### 풀어야 할 문제
아래 자료에서 "wall"라는 단어가 들어 있는 줄이 몇 개인지 세어 그 수만 쓰세요.

### 데이터셋 자료
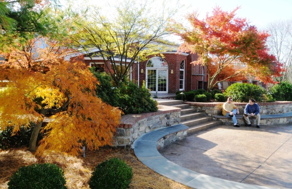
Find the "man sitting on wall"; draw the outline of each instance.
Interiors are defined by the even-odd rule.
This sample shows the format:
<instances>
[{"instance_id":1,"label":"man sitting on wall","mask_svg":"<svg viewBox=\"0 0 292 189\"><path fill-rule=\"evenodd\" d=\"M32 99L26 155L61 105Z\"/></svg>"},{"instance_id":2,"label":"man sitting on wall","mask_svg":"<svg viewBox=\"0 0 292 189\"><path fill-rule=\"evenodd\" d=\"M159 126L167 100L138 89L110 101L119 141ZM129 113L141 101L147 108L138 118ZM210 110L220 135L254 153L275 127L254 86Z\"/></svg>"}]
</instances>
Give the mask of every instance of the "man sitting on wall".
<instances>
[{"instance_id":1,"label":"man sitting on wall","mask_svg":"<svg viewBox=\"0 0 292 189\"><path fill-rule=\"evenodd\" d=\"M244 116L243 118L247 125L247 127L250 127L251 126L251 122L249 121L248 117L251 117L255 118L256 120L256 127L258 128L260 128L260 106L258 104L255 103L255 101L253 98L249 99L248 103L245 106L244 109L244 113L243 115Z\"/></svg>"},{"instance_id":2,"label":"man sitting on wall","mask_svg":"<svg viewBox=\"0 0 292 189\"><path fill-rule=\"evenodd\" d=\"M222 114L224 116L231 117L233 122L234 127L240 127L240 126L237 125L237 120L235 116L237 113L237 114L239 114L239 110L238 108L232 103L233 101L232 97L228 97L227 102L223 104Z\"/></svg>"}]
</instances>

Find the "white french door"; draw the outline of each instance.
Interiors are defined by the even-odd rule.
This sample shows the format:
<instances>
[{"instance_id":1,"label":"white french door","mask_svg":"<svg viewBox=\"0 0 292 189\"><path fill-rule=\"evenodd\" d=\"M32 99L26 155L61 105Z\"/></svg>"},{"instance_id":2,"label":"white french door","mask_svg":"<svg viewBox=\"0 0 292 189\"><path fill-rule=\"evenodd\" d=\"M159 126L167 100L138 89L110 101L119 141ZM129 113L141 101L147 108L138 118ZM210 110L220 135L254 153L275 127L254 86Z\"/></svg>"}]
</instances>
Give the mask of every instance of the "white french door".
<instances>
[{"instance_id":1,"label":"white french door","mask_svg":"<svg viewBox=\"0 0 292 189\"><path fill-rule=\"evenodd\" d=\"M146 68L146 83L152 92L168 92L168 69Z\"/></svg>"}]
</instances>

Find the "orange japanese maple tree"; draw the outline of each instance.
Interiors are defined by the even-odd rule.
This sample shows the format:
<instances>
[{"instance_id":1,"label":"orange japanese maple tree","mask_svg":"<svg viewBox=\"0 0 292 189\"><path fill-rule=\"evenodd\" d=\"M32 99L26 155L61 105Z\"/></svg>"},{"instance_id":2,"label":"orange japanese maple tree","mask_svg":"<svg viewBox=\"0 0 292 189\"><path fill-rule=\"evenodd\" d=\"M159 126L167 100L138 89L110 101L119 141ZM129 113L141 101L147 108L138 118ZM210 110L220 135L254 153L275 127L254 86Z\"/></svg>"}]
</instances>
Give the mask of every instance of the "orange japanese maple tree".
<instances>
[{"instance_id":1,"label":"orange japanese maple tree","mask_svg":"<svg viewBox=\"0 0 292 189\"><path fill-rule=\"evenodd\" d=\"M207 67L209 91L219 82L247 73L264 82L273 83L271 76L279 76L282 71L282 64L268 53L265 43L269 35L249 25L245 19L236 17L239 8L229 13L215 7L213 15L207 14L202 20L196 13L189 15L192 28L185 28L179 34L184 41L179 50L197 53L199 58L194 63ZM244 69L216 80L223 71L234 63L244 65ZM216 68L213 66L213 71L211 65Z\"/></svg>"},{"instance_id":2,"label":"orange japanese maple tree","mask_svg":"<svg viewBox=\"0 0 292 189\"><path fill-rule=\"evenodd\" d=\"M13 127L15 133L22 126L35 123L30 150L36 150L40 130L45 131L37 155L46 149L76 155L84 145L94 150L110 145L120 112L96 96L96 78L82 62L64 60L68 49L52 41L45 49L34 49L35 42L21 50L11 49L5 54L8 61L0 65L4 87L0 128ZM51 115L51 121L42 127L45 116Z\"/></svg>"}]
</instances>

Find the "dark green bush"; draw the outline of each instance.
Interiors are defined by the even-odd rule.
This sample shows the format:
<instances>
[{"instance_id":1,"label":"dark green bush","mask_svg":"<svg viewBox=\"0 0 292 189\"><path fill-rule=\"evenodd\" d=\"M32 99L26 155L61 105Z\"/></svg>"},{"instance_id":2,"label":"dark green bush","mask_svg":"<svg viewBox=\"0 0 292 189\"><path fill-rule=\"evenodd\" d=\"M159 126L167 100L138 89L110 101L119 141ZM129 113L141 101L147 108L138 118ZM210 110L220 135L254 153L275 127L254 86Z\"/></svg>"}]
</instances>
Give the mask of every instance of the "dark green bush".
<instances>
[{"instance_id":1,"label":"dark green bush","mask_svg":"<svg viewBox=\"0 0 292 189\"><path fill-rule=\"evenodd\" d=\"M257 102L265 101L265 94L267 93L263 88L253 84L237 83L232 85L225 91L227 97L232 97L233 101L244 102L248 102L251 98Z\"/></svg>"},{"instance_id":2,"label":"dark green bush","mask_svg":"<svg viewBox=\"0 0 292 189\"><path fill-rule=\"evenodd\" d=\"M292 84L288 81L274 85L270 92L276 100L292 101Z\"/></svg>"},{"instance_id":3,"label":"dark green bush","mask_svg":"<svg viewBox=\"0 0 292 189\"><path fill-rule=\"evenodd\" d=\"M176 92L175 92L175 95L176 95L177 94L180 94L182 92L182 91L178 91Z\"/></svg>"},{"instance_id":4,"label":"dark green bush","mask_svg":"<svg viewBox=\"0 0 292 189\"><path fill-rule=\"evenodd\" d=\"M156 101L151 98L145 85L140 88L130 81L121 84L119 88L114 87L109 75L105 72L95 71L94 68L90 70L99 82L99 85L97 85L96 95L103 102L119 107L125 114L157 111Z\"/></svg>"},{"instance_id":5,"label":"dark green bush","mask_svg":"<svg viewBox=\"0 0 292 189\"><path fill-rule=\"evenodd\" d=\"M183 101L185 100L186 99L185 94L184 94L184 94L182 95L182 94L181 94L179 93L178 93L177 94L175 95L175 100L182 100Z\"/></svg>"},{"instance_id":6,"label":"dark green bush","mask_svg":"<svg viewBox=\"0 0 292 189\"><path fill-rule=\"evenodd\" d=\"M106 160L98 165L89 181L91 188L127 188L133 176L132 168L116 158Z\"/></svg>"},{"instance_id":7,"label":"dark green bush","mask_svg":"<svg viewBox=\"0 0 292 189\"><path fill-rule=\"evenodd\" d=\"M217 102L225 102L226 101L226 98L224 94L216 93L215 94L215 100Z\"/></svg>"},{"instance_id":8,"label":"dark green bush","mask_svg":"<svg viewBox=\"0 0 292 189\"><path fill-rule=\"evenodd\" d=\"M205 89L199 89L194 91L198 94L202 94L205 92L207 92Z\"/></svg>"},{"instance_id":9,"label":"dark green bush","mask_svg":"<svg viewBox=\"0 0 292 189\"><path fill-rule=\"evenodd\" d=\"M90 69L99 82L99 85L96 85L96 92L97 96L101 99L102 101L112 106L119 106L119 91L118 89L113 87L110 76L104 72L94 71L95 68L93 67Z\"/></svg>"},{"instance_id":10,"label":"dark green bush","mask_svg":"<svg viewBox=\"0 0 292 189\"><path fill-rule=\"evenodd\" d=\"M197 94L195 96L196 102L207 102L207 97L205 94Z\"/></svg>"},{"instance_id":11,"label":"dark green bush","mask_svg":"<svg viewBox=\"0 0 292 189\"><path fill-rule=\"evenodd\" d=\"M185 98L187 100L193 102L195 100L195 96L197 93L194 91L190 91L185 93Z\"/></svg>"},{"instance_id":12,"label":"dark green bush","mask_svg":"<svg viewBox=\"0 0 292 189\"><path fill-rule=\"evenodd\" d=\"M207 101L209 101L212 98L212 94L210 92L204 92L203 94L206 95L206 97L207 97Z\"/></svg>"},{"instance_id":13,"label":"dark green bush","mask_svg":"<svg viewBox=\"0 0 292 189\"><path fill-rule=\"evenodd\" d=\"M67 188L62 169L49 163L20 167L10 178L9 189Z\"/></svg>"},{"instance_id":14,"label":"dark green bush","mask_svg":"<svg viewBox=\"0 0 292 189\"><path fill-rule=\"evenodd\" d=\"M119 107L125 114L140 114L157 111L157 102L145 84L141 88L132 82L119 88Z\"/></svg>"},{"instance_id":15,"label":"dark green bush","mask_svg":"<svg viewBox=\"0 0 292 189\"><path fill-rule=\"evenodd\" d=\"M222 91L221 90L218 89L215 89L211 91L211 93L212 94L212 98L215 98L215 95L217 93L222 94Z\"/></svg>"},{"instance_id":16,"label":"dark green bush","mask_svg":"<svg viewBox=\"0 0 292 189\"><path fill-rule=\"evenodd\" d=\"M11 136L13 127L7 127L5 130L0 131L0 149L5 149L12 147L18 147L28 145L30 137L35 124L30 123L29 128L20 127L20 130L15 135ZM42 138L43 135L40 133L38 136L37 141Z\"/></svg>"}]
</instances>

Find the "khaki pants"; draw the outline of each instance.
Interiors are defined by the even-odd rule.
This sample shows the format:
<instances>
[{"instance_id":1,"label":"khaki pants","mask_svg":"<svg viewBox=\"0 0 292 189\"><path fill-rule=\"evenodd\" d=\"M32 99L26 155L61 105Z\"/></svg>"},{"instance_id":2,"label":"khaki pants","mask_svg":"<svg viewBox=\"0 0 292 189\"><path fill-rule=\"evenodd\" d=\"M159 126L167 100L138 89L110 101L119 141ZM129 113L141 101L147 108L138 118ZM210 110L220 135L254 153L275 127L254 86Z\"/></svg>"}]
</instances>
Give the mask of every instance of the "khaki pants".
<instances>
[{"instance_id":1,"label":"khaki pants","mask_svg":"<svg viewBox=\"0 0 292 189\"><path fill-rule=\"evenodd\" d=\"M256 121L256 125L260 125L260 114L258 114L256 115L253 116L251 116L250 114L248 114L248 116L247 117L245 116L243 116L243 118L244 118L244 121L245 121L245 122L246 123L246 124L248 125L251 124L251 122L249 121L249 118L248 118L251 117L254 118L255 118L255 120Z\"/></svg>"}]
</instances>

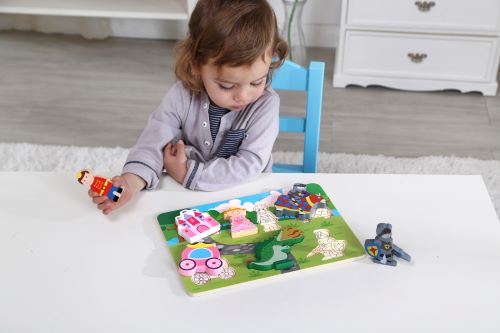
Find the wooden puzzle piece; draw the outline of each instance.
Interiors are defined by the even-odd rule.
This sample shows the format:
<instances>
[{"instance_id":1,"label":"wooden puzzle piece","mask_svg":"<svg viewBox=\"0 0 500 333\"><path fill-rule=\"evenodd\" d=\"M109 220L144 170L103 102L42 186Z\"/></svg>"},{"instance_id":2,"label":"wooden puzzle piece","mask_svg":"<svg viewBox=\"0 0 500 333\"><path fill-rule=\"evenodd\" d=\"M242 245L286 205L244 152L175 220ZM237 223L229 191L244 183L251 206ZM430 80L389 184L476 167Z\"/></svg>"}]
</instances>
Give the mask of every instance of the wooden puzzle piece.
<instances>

### 출력 결과
4